* _页面摘录_:
+--

ZhuiyiTechnology / WoBERT

以词为基本单位的中文BERT
Apache License 2.0
458 stars 70 forks source link

转torch模型时,先导出为ckpt模型,是否需要自己导出vocab.txt并修改bert_config.json #12

Closed baiziyuandyufei closed 3 years ago

baiziyuandyufei commented 3 years ago

修改train.py

1. 构建模型

设置

bert = build_transformer_model(
    config_path,
    checkpoint_path,
    with_mlm='linear',
    keep_tokens=keep_tokens,  # 只保留keep_tokens中的字,精简原字表
    compound_tokens=compound_tokens,  # 增加词,用字平均来初始化
    return_keras_model=False, 
)

model = bert.model

2. 保存模型

添加

def on_epoch_end(self, epoch, logs=None):
        model.save_weights('bert_model.weights')  # 保存模型
        bert.save_weights_as_checkpoint(filename='ckpt_model/bert_model.ckpt')

+--

* _列表条目_:
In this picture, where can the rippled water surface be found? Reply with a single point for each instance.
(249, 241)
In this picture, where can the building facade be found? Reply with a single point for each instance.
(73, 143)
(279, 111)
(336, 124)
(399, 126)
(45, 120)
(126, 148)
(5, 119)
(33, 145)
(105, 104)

+--

* _任务指令_: 在页面摘录中，调用 build_transformer_model 时以关键字形式（参数名=值）传入了哪些参数？请列出全部参数名。 列表与页面摘录相互独立，各自成为一份材料。

* _标准输出_: with_mlm、keep_tokens、compound_tokens、return_keras_model